Exercise prompt: Reproduce the passage on commemoration in Ukraine word for word, between "May 9, 2013." and "down Khreshchatyk Street.", inclusive.

In this joint project by Reporters and KSE, we’ve attempted to put together a collective image of Ukrainians. Taking into account sociological research, interviews of experts in various fields, and personal observations, the authors of the following pieces analyzed changes in Ukrainians over the past decade, that is, from 2014 to 2024. Changes in attitudes, values, preferences, ways to remember the past, and visions of building the future.
In the previous two parts, we reflected on the paradoxical combination of a lack of social trust and remarkable proactivity among Ukrainians, as well as analyzed projects dedicated to preserving culinary heritage. In the final piece, graduate students in the Memory and Public History Studies program will explore the balance between heroization, victimization, and dialogue about the past.
May 9, 2013. A stage decorated with a St. George’s ribbon under the Independence Monument. A crowded procession of the Communist Party and the Russian Bloc marches down Khreshchatyk Street.
November 6, 2013. Celebration of the 70th anniversary of the “liberation ” of Kyiv. A military-historical procession takes place on Khreshchatyk, featuring military equipment from WWII with inscriptions “For the Motherland! “. In the end, Cossacks dressed in sharovary and bearing sabers dance to music from an army orchestra.
Since the Brezhnev era, the cult of the “Great Victory ” has been one of the pillars of Soviet ideology. It survived the collapse of the USSR and has been preserved in independent Ukraine. This was successfully exploited by Russia and pro-Russian political forces inside the country.
Considering the aforementioned march, the changes that occurred in May 2014 certainly seem tectonic. It was with a change in approaches to celebrating the victory over Nazism that a large-scale turn in the national policy of commemoration began. Even then, even before the adoption of the decommunization laws, the country began to use the poppy symbol instead of the St. George ribbon. The emphasis shifted from the Russian-style “victory celebration ” to grief and remembrance. The European slogan “Never Again ” appeared in the official discourse, the term “liberation ” was replaced by “expulsion of the Nazis, ” and the “Great Patriotic War ” was replaced by “World War II. ” The chronological timeline was expanded from 1941 to 1939.

Extracted entries:
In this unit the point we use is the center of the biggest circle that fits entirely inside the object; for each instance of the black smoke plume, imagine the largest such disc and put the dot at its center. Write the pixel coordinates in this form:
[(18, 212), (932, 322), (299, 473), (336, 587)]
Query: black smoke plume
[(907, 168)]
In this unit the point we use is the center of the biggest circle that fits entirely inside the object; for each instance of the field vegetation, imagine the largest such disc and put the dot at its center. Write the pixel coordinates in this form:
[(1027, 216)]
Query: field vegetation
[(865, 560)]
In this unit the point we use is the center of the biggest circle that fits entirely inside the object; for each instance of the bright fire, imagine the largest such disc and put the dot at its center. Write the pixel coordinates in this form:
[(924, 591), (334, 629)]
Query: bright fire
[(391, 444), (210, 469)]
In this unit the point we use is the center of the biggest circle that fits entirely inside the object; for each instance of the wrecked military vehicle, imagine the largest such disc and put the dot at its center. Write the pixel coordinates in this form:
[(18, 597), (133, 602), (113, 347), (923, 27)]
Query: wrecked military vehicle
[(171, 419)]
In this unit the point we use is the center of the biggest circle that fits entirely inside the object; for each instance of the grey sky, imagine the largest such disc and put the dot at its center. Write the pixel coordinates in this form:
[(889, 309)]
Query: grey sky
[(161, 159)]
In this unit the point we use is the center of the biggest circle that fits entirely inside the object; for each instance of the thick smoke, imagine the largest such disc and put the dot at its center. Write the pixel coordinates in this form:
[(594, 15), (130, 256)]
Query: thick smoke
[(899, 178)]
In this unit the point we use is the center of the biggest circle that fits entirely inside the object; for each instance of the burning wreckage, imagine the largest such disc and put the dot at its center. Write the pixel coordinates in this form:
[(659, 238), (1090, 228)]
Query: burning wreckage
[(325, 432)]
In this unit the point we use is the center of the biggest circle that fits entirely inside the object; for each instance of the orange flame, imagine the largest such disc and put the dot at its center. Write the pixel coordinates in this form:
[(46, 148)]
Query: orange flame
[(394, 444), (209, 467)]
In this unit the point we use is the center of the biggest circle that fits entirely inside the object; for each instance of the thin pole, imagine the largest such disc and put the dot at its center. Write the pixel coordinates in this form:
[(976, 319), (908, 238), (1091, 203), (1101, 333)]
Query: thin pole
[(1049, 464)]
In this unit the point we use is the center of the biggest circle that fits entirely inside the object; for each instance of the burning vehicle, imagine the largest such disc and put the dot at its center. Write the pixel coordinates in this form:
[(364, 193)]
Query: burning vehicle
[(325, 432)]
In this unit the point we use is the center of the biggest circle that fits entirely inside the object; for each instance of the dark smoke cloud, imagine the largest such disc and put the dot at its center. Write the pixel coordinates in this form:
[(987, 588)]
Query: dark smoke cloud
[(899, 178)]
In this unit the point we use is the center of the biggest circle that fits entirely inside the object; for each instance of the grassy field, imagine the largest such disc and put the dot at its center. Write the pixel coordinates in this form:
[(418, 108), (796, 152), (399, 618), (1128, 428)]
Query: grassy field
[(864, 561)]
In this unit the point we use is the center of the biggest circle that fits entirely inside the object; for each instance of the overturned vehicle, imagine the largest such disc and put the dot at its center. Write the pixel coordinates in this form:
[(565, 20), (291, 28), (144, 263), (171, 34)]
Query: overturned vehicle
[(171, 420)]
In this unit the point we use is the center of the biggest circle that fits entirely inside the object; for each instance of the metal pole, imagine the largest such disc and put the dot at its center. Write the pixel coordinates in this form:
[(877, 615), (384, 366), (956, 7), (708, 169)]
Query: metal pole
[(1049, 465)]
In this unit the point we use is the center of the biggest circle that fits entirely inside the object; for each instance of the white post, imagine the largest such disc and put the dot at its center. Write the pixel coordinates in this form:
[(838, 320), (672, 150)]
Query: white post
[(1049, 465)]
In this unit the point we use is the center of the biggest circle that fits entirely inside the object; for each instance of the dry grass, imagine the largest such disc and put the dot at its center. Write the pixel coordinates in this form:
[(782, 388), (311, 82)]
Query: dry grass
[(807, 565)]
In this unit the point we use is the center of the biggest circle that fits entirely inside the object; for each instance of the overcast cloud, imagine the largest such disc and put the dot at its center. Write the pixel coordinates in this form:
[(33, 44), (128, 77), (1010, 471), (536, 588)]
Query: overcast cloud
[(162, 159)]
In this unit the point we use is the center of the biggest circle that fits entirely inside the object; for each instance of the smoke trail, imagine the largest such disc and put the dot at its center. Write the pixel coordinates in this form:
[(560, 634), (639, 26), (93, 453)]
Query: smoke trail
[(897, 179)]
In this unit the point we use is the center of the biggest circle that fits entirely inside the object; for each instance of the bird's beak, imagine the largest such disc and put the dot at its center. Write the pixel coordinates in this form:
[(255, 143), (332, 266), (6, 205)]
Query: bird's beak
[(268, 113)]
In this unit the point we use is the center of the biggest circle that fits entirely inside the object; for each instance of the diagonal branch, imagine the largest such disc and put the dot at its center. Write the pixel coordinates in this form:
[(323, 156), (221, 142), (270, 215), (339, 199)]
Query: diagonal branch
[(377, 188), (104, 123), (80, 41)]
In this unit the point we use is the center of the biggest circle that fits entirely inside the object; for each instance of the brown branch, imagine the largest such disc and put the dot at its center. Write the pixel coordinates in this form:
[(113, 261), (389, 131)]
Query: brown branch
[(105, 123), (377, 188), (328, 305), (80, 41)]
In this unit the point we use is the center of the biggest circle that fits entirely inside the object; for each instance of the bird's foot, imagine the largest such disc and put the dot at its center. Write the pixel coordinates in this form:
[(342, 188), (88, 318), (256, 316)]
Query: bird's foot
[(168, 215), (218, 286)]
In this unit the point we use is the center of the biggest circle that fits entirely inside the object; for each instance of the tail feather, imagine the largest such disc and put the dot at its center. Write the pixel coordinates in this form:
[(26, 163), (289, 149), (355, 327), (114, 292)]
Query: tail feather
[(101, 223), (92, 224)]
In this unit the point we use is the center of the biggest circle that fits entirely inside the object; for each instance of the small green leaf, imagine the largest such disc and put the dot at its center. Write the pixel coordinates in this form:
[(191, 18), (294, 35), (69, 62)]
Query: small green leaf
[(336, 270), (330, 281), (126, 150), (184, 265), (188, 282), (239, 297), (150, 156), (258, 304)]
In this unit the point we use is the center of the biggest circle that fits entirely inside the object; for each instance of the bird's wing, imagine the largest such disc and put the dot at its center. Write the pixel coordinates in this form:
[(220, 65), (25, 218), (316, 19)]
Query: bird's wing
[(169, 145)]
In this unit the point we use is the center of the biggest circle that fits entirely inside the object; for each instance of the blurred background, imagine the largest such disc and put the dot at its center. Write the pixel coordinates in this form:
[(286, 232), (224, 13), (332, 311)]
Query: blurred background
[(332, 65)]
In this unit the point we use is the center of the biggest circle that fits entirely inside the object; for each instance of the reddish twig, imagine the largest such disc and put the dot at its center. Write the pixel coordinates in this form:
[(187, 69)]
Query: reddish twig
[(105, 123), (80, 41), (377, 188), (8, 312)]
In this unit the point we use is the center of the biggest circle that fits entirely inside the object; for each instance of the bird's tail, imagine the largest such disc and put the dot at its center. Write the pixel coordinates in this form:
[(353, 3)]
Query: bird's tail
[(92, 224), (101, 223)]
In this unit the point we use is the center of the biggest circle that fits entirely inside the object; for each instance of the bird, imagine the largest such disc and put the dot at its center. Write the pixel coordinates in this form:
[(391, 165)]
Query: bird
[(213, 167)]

Complete output:
May 9, 2013. A stage decorated with a St. George’s ribbon under the Independence Monument. A crowded procession of the Communist Party and the Russian Bloc marches down Khreshchatyk Street.